Stored records:
|---|

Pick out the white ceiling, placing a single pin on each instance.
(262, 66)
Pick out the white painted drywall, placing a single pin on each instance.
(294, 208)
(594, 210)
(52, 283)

|---|

WHAT IS EXPECTED |
Copy each line of the records verbatim.

SOLUTION FOR THIS PROBLEM |
Pick out the white ceiling, placing a single pin on each instance.
(262, 66)
Pick out the white painted drywall, placing a single pin on each instance.
(294, 208)
(594, 210)
(52, 283)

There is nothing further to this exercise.